=== Exercise text ===

╭──

How To Divorce A Controlling Spouse

When a controlling spouse gets a divorce, they up the ante in their head games, so be prepared for a spike in manipulation tactics. While you can’t control the controller, you can take steps to manage the chaos he (or she) stirs up.

How To Deal With Manipulation During Divorce

Even if your spouse was the one who initiated the divorce, he will want to continue asserting dominance by throwing you off kilter. Typical methods include:

  • Stalling the process by asking for continuances, counter proposals, refusing to sign documents.
  • Hiring a shark attorney who makes negotiation impossible and drives up legal fees.
  • Bombarding you with legal correspondence.
  • Walking out of mediation.
  • Cultivating a “reign of terror” by bullying you via emails and texts.

Your ex is used to pushing your buttons to get you to do what he wants, so you must change how you respond. Exiting your marriage means you are relinquishing your role as a compulsive accommodator and are acting from a place of strength. Here are some ways to regain a sense of control:

  • Minimize communication. Don’t give your ex unfettered access to your nervous system by responding to every crazy text and email. Ask for an order to use a court-approved messaging system. This may prompt your spouse to temper his correspondence since it will no longer be private (it can be accessed by the court).

╰──

=== Material provided ===

╭──

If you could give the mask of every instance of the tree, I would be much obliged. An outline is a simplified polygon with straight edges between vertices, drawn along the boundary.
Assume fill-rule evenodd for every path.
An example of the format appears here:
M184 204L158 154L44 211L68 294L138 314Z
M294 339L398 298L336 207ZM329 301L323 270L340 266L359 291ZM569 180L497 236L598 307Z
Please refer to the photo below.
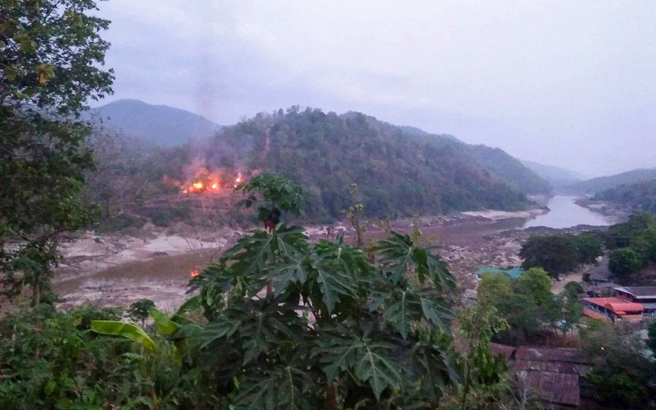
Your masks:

╰──

=== Assignment ===
In the divorce text, what might prompt a controlling spouse to temper his correspondence? The listing has nothing to do with the text about divorcing a controlling spouse.

=== Result of the task ===
Using a court-approved messaging system, since his correspondence will no longer be private and can be accessed by the court.